Record set START
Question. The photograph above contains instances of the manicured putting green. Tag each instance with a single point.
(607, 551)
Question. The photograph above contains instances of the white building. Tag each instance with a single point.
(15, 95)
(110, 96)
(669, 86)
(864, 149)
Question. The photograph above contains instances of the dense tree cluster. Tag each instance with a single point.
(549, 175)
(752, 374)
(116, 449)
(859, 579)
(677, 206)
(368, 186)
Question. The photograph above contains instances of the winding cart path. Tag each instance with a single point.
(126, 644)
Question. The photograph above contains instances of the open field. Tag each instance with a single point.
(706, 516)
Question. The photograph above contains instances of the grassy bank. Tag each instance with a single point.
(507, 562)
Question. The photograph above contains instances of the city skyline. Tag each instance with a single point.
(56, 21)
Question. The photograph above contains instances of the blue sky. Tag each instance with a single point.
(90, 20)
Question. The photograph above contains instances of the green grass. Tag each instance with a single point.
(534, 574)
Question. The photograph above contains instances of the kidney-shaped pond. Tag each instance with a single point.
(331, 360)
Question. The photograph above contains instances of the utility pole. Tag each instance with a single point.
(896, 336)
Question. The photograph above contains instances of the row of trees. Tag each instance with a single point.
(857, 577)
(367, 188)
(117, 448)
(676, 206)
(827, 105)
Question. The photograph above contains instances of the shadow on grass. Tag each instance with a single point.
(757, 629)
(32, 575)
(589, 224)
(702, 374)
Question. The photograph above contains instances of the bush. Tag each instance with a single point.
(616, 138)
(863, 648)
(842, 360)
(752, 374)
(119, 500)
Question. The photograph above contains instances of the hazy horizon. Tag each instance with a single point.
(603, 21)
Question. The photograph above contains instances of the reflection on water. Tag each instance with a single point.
Record set END
### Task requirements
The expected output is an exact copy of all the records above.

### Result of the exercise
Question. The photograph above contains instances of the manicured putting green. Tag each instance with a single point.
(607, 551)
Question. The photograph above contains instances of the white building. Tag each instance with a single point.
(15, 95)
(110, 96)
(669, 86)
(864, 149)
Question. The photograph above contains instances of the dense tree cluster. Tag each instance with a single point.
(549, 175)
(752, 374)
(116, 449)
(859, 579)
(677, 206)
(368, 186)
Question. The photograph above contains instances of the winding cart path. Tag each instance with a single point.
(126, 644)
Question. The photograph above contains instances of the open field. Tag each instance with a single point.
(706, 516)
Question. The photograph above contains instances of the grassy bank. Tag each instance with a single point.
(507, 562)
Question. The photograph above contains instances of the city skyline. Tag each instance with a single point.
(56, 21)
Question. The photograph above contains instances of the blue sky. Tag each instance with a single point.
(90, 20)
Question. The photograph above contains instances of the green grass. Tag each instance with a single point.
(534, 574)
Question. The photograph above contains instances of the kidney-shaped pond. Tag each instance with a single point.
(331, 360)
Question. The photograph above contains instances of the utility pole. Tag each instance with a single point.
(896, 336)
Question. The photograph above contains instances of the row of trees. Tag each instance with a single point.
(857, 577)
(367, 188)
(117, 448)
(676, 206)
(827, 105)
Question. The photograph above contains instances of the shadow on grass. Tag each instance with a single point.
(757, 629)
(32, 575)
(589, 224)
(702, 374)
Question. The photograph above contains instances of the bush. Tag each instance with a single point.
(616, 138)
(863, 648)
(842, 360)
(752, 374)
(119, 500)
Question. The photograph above contains instances of the hazy horizon. Tag each instance with a single point.
(603, 21)
Question. The photograph above contains instances of the reflection on water. Tag each instance with a single point.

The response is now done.